What the exercise asks: Reproduce the data from its start through the line containing "[599, 302, 698, 642]", substituting "blue dress shirt" for "blue button shirt" and leaving everything else unchanged. Omit the pictures from the output.

[Detection data]
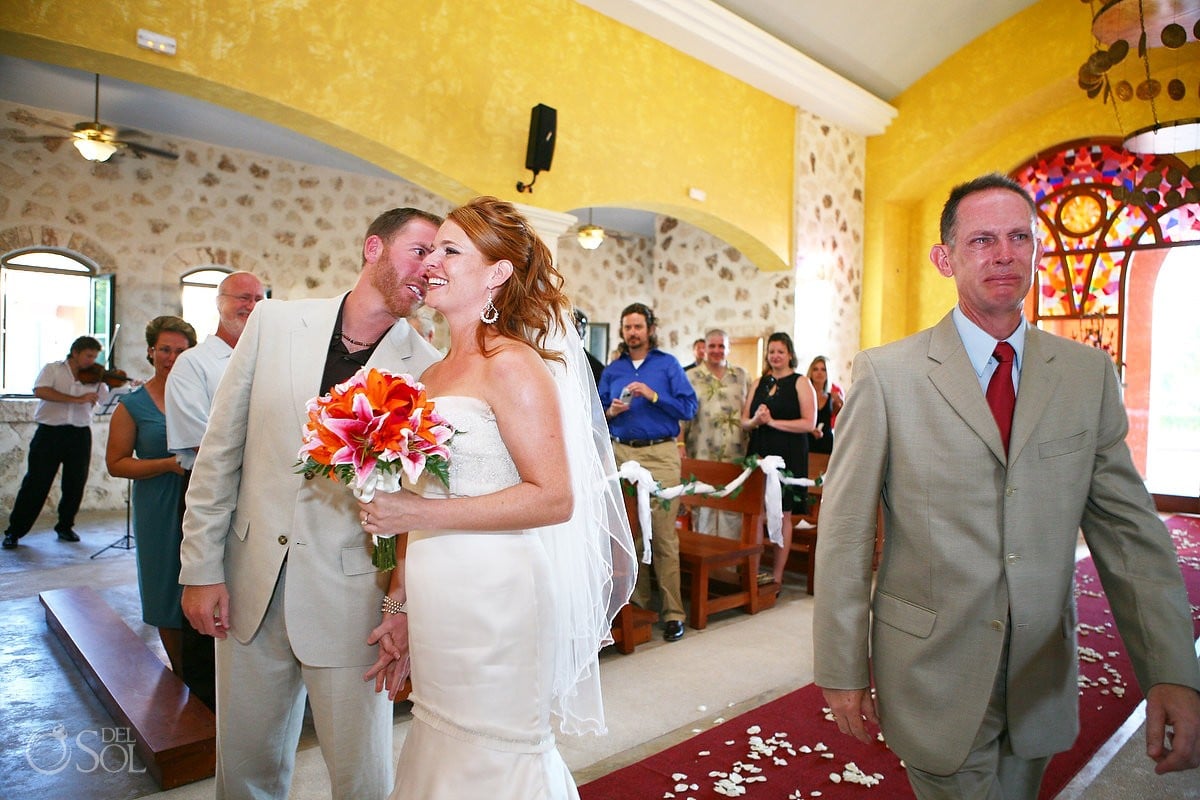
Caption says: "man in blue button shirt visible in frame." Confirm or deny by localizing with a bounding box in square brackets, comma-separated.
[599, 302, 698, 642]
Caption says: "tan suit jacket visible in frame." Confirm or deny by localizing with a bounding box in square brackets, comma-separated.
[180, 297, 439, 667]
[814, 314, 1200, 775]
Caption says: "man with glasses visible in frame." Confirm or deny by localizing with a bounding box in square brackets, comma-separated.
[167, 272, 266, 709]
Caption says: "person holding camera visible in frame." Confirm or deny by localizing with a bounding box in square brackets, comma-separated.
[598, 302, 698, 642]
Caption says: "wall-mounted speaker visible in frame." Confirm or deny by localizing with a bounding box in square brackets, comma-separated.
[526, 103, 558, 173]
[517, 103, 558, 192]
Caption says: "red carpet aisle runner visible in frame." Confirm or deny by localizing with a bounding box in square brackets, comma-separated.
[580, 517, 1200, 800]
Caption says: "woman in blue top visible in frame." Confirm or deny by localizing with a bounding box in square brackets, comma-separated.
[104, 317, 196, 675]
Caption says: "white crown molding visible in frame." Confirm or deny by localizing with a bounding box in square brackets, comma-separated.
[577, 0, 898, 136]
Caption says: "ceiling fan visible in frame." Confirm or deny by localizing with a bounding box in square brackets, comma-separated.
[18, 74, 179, 162]
[563, 209, 628, 249]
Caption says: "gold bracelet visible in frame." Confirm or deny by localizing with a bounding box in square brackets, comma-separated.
[379, 595, 408, 614]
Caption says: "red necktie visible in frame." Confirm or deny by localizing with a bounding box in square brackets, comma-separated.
[988, 342, 1016, 456]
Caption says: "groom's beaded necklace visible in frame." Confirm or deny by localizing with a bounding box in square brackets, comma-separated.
[337, 331, 374, 347]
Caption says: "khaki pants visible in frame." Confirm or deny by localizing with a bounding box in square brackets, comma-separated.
[612, 441, 684, 622]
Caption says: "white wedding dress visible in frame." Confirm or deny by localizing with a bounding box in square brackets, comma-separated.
[391, 396, 578, 800]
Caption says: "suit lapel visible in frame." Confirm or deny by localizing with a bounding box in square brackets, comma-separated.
[929, 314, 1020, 464]
[1008, 326, 1062, 462]
[288, 297, 342, 412]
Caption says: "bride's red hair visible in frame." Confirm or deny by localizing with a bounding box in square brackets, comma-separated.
[446, 197, 570, 361]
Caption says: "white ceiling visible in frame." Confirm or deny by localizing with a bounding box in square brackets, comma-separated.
[0, 0, 1036, 235]
[715, 0, 1037, 101]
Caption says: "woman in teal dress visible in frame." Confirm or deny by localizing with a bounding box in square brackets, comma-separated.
[106, 317, 196, 674]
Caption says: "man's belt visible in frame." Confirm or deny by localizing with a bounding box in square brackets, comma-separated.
[612, 437, 674, 447]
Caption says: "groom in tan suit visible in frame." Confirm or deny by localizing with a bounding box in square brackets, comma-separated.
[814, 175, 1200, 800]
[180, 209, 440, 800]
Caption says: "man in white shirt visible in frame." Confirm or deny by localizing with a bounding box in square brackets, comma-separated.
[167, 272, 266, 470]
[167, 272, 266, 709]
[4, 336, 108, 549]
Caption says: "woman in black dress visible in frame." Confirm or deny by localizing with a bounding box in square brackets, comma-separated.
[809, 355, 842, 456]
[742, 331, 817, 583]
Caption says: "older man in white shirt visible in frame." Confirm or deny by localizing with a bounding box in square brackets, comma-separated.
[167, 272, 266, 709]
[167, 272, 266, 470]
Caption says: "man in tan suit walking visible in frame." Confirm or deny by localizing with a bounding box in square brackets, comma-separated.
[814, 175, 1200, 800]
[180, 209, 440, 800]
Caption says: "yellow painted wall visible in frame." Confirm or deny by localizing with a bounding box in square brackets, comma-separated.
[0, 0, 794, 270]
[862, 0, 1200, 347]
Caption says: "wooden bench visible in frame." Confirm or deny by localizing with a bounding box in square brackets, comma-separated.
[612, 483, 659, 656]
[38, 587, 217, 789]
[679, 458, 779, 630]
[792, 453, 883, 595]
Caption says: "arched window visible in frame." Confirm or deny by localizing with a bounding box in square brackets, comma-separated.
[180, 266, 230, 338]
[0, 247, 115, 395]
[1013, 139, 1200, 495]
[1013, 139, 1200, 366]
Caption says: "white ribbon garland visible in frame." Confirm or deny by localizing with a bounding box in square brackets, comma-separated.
[617, 456, 817, 564]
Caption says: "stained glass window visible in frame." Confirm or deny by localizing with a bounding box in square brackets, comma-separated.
[1013, 139, 1200, 362]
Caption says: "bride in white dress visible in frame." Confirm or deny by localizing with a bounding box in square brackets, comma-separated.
[361, 198, 637, 800]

Reply:
Caption says: "man in blue dress shirt visible in frame." Confirm or deny by localizing with a bounding box in square brackets, comma-separated.
[599, 302, 698, 642]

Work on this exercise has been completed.